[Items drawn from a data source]
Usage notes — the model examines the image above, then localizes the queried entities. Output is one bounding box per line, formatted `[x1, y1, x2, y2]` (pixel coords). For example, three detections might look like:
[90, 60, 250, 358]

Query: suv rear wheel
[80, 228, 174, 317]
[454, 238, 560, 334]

• _What to work on_
Please extract every line from the records above and reproduce each one character for character.

• _Answer_
Usage notes — the model examines the image above, then localizes the queried entities. Output is one bounding box per line, formatted `[x1, y1, x2, y2]` (pixel coords). For example, three detections might look like:
[90, 60, 250, 358]

Query: suv rear wheel
[80, 228, 174, 317]
[454, 238, 560, 334]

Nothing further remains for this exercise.